##### Source information

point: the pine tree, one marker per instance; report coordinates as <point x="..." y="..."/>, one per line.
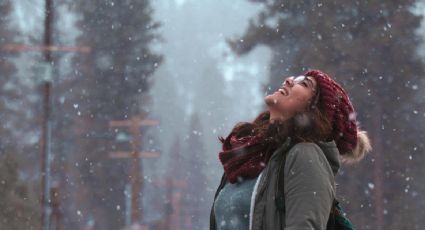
<point x="114" y="79"/>
<point x="18" y="199"/>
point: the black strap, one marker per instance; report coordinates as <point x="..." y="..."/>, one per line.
<point x="280" y="195"/>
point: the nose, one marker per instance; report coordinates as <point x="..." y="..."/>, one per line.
<point x="289" y="82"/>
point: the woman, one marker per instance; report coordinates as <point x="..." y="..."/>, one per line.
<point x="308" y="126"/>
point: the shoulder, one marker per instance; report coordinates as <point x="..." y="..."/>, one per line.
<point x="307" y="156"/>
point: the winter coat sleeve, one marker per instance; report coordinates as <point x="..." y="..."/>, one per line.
<point x="308" y="187"/>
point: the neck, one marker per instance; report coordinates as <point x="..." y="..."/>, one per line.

##########

> [Task prompt]:
Your reply should consist of the data, transcribed exactly, and should hold no pictures.

> [Answer area]:
point: the pine tree, one marker per instance; report coordinates as <point x="..." y="..."/>, one per line.
<point x="114" y="79"/>
<point x="18" y="199"/>
point: the black strap, one marker per instance; report coordinates as <point x="..." y="..."/>, one per line.
<point x="280" y="195"/>
point: the nose, one marker per instance; report coordinates as <point x="..." y="..."/>, one per line.
<point x="289" y="82"/>
point: the woman, one marker per instance; report coordinates as <point x="..." y="..."/>, one per line.
<point x="308" y="126"/>
point: the shoulder, one marker per instance; report coordinates as <point x="..." y="..."/>, one per line.
<point x="307" y="156"/>
point: the winter coat sleeve, one marker per instance; report coordinates as <point x="..." y="..."/>, one per line.
<point x="308" y="187"/>
point: the neck, one marker per instance; report coordinates as <point x="..." y="..."/>, one per line.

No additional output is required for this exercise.